▶ **TEXT SHOWN**
>>>>
10 minute read  

GEP-15: Bastion Management and SSH Key Pair Rotation

Table of Contents

Motivation

gardenctl (v1) has the functionality to setup ssh sessions to the targeted shoot cluster (nodes). To this end, infrastructure resources like VMs, public IPs, firewall rules, etc. have to be created. gardenctl will clean up the resources after termination of the ssh session (or rather when the operator is done with her work). However, there were issues in the past where these infrastructure resources were not properly cleaned up afterwards, e.g. due to some error (no retries either). Hence, the proposal is to have a dedicated controller (for each infrastructure) that manages the infrastructure resources and their cleanup. The current gardenctl also re-used the ssh node credentials for the bastion host. While that’s possible, it would be safer to rather use personal or generated ssh key pairs to access the bastion host. The static shoot-specific ssh key pair should be rotated regularly, e.g. once in the maintenance time window. This also means that we cannot create the node VMs anymore with infrastructure public keys as these cannot be revoked or rotated (e.g. in AWS) without terminating the VM itself.

Changes to the Bastion resource should only be allowed for controllers on seeds that are responsible for it. This cannot be restricted when using custom resources. The proposal, as outlined below, suggests to implement the necessary changes in the gardener core components and to adapt the SeedAuthorizer to consider Bastion resources that the Gardener API Server serves.

Goals

  • Operators can request and will be granted time-limited ssh access to shoot cluster nodes via bastion hosts.
<<<<
▶ **EXERCISE 1**
Please repeat the passage of the GEP-15 proposal that opens with the words containing "Changes to the" and closes with "via bastion hosts.", swapping "SeedAuthorizer" for "NodeAuthorizer".
▶ **EXERCISE 2**
Which infrastructure resources does the GEP-15 proposal say must be created to set up ssh sessions to shoot cluster nodes?
Rely only on the text above to complete these tasks.

▶ **Dataset excerpt**
>>>>
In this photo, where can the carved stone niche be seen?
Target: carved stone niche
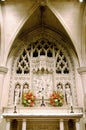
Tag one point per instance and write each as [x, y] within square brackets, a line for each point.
[42, 84]
[42, 63]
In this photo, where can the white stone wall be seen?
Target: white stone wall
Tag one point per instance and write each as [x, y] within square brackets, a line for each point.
[13, 15]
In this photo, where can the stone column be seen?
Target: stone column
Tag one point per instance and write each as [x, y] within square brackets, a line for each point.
[61, 124]
[24, 124]
[8, 124]
[82, 72]
[77, 124]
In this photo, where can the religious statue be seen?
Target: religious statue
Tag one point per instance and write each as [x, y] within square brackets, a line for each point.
[25, 88]
[17, 94]
[68, 94]
[59, 87]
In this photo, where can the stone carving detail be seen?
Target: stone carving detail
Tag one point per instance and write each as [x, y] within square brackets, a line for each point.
[17, 93]
[41, 67]
[68, 93]
[42, 85]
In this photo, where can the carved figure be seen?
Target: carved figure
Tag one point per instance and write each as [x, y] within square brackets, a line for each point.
[25, 88]
[59, 87]
[17, 94]
[68, 93]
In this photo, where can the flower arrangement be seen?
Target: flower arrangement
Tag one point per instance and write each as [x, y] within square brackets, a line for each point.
[28, 99]
[56, 99]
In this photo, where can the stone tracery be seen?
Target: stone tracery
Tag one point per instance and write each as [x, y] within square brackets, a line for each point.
[40, 61]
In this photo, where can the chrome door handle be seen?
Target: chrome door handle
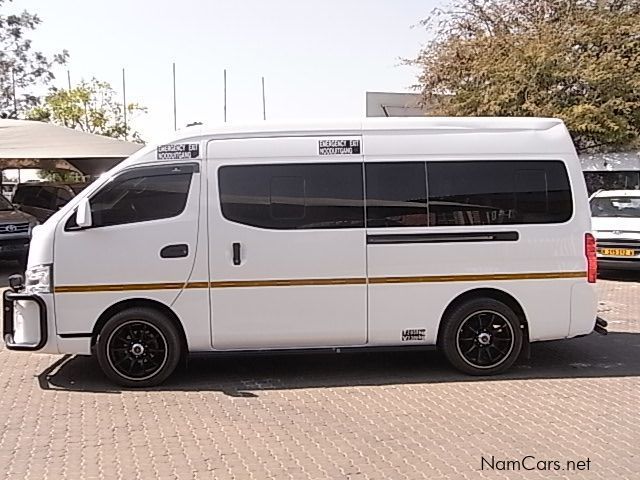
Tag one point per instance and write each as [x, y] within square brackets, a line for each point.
[236, 253]
[175, 251]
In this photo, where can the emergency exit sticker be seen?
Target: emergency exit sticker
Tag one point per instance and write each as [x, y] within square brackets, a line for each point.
[178, 151]
[339, 147]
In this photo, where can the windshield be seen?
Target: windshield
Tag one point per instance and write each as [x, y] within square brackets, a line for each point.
[615, 207]
[5, 204]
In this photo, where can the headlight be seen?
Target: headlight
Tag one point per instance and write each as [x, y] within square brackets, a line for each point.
[38, 279]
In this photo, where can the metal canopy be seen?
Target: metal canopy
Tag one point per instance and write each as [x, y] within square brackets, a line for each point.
[29, 144]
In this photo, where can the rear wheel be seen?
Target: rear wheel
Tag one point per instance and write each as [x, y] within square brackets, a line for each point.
[138, 347]
[481, 337]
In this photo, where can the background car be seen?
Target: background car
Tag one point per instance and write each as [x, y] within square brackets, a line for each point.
[43, 199]
[615, 219]
[15, 232]
[8, 189]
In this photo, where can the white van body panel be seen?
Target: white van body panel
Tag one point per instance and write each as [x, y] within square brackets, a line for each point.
[271, 316]
[362, 313]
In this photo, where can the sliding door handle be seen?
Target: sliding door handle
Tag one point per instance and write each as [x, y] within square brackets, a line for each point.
[175, 251]
[236, 253]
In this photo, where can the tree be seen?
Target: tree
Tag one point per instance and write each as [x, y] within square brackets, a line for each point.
[60, 176]
[21, 68]
[91, 107]
[574, 59]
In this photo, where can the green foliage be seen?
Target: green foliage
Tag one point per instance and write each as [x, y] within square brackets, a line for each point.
[18, 61]
[91, 107]
[578, 60]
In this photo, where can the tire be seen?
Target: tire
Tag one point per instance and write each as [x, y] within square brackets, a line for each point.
[138, 347]
[481, 337]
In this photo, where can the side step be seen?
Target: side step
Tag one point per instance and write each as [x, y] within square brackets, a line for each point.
[601, 326]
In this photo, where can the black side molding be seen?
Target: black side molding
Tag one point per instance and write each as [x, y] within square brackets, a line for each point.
[463, 237]
[75, 335]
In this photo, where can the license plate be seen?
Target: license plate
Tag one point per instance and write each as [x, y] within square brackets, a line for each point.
[617, 252]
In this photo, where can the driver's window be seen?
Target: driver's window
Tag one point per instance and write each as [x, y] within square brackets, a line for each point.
[134, 199]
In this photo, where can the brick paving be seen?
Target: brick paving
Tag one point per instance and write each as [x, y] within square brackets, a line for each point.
[401, 415]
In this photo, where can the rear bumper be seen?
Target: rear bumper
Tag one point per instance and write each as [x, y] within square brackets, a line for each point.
[14, 248]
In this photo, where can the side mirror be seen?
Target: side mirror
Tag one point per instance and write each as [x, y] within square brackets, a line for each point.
[83, 214]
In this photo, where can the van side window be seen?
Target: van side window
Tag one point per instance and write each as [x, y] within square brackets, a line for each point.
[498, 193]
[140, 199]
[396, 194]
[293, 196]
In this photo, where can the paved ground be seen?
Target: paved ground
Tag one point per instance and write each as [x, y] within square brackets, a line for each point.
[400, 415]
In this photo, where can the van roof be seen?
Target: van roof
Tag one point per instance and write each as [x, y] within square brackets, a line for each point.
[345, 127]
[441, 136]
[617, 193]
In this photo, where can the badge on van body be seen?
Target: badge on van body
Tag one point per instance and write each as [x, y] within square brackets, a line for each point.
[413, 334]
[339, 147]
[178, 151]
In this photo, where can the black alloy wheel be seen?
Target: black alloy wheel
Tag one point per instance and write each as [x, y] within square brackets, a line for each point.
[481, 337]
[138, 347]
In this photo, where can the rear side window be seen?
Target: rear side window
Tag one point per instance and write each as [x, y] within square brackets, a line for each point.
[133, 199]
[396, 194]
[46, 198]
[498, 193]
[293, 196]
[26, 195]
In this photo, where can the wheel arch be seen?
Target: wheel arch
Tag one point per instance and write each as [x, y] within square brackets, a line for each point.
[496, 294]
[143, 303]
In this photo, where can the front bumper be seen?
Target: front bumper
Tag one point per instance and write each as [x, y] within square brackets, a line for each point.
[9, 328]
[618, 264]
[14, 248]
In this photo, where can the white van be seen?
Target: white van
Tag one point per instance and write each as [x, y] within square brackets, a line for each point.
[615, 215]
[471, 234]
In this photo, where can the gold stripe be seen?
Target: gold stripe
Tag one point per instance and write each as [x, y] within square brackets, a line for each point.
[477, 278]
[316, 282]
[289, 283]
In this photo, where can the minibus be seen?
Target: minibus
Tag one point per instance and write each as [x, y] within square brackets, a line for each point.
[469, 234]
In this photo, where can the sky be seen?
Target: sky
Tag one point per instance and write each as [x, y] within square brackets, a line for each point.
[318, 57]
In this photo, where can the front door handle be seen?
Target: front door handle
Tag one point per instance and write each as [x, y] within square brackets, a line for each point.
[175, 251]
[236, 253]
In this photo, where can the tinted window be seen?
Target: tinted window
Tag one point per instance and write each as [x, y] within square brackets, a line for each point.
[63, 197]
[46, 198]
[396, 194]
[140, 198]
[293, 196]
[25, 195]
[498, 193]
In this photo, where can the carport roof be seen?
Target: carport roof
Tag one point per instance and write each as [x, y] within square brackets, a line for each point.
[30, 144]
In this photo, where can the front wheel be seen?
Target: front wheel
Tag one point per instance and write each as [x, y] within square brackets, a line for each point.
[138, 347]
[481, 337]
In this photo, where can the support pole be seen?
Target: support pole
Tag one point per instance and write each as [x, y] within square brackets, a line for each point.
[264, 104]
[124, 103]
[175, 110]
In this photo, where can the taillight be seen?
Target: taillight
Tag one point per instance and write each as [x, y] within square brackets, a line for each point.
<<<<
▶ **TASK RESULT 1**
Changes to the Bastion resource should only be allowed for controllers on seeds that are responsible for it. This cannot be restricted when using custom resources. The proposal, as outlined below, suggests to implement the necessary changes in the gardener core components and to adapt the NodeAuthorizer to consider Bastion resources that the Gardener API Server serves.

Goals

  • Operators can request and will be granted time-limited ssh access to shoot cluster nodes via bastion hosts.

▶ **TASK RESULT 2**
VMs, public IPs, firewall rules